* [WORK INSTRUCTIONS]:
1) From the NbClust thread, reproduce the part that opens with the words containing "s.moins <- s.moins" and closes with "causing the crash.".
2) In the NbClust thread, what error message appeared after NbClust was changed to use fastcluster?
3) List every argument name passed to NbClust in the minimal example call in the NbClust thread.

* [EXCERPTED TEXT]:

>> BEGIN

1

I need some help with massive usage of memory by the NbClust function. On my data, memory balloons to 56GB at which point R crashes with a fatal error. Using debug(), I was able to trace the error to these lines:

            if (any(indice == 23) || (indice == 32)) {
                res[nc - min_nc + 1, 23] <- Index.sPlussMoins(cl1 = cl1, 
                    md = md)$gamma

Debugging of Index.sPlussMoins revealed that the crash happens during a for loop. The iteration that it crashes at varies, and during the loop memory usage varies between 41 and 57Gb (I have 64 total):

    for (k in 1:nwithin1) {
      s.plus <- s.plus + (colSums(outer(between.dist1, 
                                        within.dist1[k], ">")))
      s.moins <- s.moins + (colSums(outer(between.dist1, 
                                          within.dist1[k], "<")))
      print(s.moins)
    }

I'm guessing that the memory usage comes from the outer() function. Can I modify NbClust to be more memory efficient (perhaps using the bigmemory package)? At very least, it would be nice to get R to exit the function with an "cannot allocate vector of size..." instead of crashing. That way I would have an idea of just how much more memory I need to handle the matrix causing the crash.

Edit: I created a minimal example with a matrix the approximate size of the one I am using, although now it crashes at a different point, when the hclust function is called:

set.seed(123)

cluster_means = sample(1:25, 10)
mlist = list()
for(cm in cluster_means){
  name = as.character(cm)
  m = data.frame(matrix(rnorm(60000*60,mean=cm,sd=runif(1, 0.5, 3.5)), 60000, 60))
  mlist[[name]] = m
}

test_data = do.call(cbind, cbind(mlist))

library(NbClust)
debug(fun = "NbClust")
nbc = NbClust(data = test_data, diss = NULL, distance = "euclidean", min.nc = 2, max.nc = 30, 
              method = "ward.D2", index = "alllong", alphaBeale = 0.1)
debug: hc <- hclust(md, method = "ward.D2")

It seems to crash before using up available memory (according to my system monitor, 34Gb is being used when it crashes out of 64 total.

So is there any way I can do this without sub-sampling manageable sized matrices? And if I did, how do I know how much memory I will need for a matrix of a given size? I would have thought my 64Gb would be enough.

Edit: I tried altering NbClust to use fastcluster instead of the stats version. It didn't crash, but did exit with a memory error:

Browse[2]> 
exiting from: fastcluster::hclust(md, method = "ward.D2")
Error: cannot allocate vector of size 9.3 Gb
Stonecraft
  • 860
  • 1
  • 12
  • 30
  • Great question! However, we need a reproducible example to see how exactly the memory explodes. Can you please post the whole script? https://stackoverflow.com/help/minimal-reproducible-example – Vitali Avagyan Aug 27 '19 at 23:50
  • OK, I'm making a minimal example using dummy data. I'm not sure about posting the entire NbClust script, it is thousands of lines long and can be read on GitHub. https://github.com/cran/NbClust/blob/master/R/NbClust.R – Stonecraft Aug 28 '19 at 18:20

2 Answers2

1

If you check the source code of Nbclust, you'll see that is all but optimized for speed or memory efficiency.

>> END

[Dataset records]
>> BEGIN

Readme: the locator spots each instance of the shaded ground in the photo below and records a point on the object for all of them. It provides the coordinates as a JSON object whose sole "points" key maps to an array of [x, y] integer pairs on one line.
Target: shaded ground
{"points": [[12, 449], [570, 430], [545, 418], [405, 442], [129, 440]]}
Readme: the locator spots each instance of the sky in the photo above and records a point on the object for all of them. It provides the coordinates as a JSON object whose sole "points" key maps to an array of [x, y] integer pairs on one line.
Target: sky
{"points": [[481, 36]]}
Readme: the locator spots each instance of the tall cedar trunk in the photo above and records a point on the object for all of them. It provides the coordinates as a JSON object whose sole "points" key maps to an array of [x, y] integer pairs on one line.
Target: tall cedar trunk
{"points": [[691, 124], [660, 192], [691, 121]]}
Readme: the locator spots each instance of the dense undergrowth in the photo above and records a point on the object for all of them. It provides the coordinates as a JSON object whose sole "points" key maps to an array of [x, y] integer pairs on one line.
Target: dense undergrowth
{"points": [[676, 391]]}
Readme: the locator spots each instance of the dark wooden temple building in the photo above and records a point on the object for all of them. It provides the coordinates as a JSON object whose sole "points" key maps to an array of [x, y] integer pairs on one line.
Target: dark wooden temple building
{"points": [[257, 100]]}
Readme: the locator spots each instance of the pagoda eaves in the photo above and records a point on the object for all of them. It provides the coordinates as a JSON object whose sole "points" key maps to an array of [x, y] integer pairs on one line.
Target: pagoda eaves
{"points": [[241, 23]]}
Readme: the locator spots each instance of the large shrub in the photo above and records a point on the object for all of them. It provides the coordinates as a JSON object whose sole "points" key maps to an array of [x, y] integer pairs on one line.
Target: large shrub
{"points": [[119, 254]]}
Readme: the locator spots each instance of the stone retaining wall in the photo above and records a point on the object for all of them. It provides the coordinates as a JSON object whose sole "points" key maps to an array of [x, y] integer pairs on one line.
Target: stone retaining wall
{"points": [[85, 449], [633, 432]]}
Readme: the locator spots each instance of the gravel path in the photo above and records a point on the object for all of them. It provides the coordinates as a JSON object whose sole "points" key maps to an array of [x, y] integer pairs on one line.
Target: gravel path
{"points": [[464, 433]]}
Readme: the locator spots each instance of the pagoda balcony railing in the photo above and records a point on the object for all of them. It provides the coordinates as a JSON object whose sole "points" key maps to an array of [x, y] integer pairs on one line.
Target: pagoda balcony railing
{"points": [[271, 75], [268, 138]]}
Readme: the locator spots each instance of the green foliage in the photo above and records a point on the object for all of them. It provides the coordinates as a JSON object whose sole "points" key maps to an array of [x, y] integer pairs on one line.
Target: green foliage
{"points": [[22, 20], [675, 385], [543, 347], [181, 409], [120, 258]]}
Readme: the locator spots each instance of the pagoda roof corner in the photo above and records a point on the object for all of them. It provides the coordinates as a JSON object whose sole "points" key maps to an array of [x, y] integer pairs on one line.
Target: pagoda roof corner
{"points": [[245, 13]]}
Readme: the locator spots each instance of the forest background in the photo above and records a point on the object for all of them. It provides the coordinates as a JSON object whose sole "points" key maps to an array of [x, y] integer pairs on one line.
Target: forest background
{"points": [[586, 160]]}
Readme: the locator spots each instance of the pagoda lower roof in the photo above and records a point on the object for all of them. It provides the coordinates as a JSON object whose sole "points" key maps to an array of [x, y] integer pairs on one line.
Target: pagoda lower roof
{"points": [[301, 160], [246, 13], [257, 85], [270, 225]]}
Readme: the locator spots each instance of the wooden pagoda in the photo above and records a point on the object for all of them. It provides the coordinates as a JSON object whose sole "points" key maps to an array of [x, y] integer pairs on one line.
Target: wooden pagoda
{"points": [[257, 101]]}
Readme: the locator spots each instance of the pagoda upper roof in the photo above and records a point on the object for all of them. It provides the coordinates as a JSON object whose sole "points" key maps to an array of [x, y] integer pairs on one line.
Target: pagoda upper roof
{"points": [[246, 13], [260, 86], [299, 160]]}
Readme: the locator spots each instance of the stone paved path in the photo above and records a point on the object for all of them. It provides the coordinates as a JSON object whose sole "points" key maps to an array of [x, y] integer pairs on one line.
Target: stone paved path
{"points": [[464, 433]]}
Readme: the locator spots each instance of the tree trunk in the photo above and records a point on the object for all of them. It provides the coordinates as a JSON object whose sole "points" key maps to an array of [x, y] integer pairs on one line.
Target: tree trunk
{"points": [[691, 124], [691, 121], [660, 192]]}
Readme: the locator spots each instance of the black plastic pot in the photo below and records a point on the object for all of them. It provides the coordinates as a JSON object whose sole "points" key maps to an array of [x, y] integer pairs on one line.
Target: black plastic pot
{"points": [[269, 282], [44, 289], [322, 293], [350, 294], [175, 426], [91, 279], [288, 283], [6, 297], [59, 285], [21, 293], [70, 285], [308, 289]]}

>> END

* [RESULTS]:
1)
s.moins <- s.moins + (colSums(outer(between.dist1, 
                                          within.dist1[k], "<")))
      print(s.moins)
    }

I'm guessing that the memory usage comes from the outer() function. Can I modify NbClust to be more memory efficient (perhaps using the bigmemory package)? At very least, it would be nice to get R to exit the function with an "cannot allocate vector of size..." instead of crashing. That way I would have an idea of just how much more memory I need to handle the matrix causing the crash.

2) Error: cannot allocate vector of size 9.3 Gb

3) data, diss, distance, min.nc, max.nc, method, index, alphaBeale